Working data Start Marker
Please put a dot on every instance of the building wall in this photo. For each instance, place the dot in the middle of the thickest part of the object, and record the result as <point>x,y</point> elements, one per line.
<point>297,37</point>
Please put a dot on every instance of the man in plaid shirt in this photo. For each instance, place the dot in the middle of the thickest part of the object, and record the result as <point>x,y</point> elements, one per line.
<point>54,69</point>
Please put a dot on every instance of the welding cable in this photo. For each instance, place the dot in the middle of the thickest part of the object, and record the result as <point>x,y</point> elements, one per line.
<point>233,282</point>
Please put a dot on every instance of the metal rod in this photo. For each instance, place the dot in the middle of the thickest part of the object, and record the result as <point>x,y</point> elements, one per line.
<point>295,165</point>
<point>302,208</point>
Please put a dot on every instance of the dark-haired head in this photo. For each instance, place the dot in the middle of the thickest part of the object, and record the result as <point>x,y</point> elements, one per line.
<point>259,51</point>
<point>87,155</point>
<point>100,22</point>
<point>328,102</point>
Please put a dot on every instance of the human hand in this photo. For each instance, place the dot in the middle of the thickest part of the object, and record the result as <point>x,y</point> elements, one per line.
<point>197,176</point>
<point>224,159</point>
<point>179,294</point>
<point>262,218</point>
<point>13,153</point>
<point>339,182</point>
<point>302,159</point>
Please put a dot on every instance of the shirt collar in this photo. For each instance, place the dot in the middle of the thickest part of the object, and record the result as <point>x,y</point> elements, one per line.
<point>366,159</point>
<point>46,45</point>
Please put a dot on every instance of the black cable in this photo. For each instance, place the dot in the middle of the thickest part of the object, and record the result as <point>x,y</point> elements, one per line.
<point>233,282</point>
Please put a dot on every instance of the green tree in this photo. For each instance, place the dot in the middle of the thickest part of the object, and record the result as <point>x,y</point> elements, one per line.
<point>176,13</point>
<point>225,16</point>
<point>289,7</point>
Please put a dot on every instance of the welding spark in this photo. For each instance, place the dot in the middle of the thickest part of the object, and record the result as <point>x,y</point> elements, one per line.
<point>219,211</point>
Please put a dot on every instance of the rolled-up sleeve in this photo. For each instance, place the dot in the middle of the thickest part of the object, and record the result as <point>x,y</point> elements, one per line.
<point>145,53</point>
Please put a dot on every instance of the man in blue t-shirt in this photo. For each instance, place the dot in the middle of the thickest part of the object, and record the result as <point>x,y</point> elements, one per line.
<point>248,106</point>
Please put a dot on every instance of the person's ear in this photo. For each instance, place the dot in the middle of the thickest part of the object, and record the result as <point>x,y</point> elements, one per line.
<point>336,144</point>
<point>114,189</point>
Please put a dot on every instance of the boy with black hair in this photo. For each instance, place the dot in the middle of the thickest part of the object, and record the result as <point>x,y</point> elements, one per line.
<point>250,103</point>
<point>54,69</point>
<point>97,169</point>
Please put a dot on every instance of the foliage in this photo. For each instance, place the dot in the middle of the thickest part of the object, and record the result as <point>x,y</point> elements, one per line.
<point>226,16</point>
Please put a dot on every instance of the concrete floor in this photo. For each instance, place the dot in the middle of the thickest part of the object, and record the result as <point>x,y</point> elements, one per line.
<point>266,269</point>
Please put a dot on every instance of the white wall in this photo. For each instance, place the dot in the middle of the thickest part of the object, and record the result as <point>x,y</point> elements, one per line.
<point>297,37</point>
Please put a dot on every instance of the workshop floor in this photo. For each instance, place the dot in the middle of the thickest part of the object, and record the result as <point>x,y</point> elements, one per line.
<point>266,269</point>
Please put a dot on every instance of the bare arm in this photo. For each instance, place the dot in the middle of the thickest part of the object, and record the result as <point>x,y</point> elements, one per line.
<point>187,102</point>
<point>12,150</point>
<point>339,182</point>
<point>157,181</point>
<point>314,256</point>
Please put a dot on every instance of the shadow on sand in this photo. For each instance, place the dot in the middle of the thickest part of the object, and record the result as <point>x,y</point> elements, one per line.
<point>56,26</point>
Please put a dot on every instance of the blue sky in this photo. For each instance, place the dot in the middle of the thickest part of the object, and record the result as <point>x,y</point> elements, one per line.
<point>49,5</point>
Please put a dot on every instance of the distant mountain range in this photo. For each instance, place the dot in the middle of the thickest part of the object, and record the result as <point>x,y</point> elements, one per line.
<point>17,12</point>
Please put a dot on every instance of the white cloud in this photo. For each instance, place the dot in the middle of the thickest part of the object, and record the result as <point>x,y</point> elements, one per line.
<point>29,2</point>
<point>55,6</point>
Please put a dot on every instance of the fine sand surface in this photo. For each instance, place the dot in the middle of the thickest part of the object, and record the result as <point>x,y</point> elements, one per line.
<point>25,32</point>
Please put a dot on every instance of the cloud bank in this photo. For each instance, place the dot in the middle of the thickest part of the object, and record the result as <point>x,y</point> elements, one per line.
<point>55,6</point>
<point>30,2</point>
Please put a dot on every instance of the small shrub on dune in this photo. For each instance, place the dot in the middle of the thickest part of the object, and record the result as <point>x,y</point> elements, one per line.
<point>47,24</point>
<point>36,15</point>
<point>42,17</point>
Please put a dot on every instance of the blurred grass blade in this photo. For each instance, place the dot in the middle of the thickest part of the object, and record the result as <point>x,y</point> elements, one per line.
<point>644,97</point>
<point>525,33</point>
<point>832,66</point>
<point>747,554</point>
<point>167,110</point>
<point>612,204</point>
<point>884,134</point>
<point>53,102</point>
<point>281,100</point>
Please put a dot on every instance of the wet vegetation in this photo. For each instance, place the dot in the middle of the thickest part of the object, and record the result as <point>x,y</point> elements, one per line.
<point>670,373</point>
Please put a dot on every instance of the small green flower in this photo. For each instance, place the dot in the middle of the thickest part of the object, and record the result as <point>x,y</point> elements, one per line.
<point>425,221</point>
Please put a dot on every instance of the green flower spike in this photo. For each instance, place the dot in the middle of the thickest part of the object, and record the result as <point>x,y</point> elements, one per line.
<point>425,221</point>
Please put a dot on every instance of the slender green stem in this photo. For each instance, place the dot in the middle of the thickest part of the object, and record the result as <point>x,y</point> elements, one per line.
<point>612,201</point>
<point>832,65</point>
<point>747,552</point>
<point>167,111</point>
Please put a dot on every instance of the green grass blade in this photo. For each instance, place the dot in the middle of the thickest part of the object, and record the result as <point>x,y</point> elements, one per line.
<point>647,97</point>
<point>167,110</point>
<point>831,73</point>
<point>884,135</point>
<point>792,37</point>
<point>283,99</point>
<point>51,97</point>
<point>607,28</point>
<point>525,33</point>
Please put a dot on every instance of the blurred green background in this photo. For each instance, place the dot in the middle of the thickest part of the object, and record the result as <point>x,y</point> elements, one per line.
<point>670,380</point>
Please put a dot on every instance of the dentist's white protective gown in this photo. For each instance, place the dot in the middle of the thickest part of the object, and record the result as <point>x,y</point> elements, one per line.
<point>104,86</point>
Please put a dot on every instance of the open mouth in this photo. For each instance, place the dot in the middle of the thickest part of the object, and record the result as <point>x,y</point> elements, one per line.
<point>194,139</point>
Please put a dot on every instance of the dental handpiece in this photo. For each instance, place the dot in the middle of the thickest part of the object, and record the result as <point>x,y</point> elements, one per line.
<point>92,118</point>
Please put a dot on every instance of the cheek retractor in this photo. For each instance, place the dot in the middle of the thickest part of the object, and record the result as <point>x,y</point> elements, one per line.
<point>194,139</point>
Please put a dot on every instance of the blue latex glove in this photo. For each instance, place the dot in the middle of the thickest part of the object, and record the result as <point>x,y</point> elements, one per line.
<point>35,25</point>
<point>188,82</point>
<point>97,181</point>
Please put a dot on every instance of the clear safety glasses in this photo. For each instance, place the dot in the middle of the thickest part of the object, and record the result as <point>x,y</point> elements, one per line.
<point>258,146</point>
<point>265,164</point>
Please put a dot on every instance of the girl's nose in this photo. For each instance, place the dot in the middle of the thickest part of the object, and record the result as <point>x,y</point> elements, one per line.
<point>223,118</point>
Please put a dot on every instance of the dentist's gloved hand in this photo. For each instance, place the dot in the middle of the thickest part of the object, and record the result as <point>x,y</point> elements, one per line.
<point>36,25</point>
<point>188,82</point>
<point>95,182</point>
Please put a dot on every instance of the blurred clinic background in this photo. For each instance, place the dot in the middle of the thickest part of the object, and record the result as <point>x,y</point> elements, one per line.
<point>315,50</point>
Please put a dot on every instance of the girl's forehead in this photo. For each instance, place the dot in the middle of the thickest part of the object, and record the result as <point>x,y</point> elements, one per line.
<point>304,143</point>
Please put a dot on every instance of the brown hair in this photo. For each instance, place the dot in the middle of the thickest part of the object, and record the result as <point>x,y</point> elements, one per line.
Working data End Marker
Nothing should appear in the answer except the lines from the one with "Please put a dot on every instance of the girl's forehead" through the final line of the records, written exactly.

# [Response area]
Please put a dot on every instance of the girl's forehead in this photo. For each instance, place the dot in the middle of the thickest part of the object, and record the result as <point>x,y</point> elements, one per line.
<point>304,143</point>
Please put a dot on every instance of the brown hair in this photo. For each instance, place the dot in the middle of the thickest part of the object, and record the result as <point>x,y</point> elements, one per line.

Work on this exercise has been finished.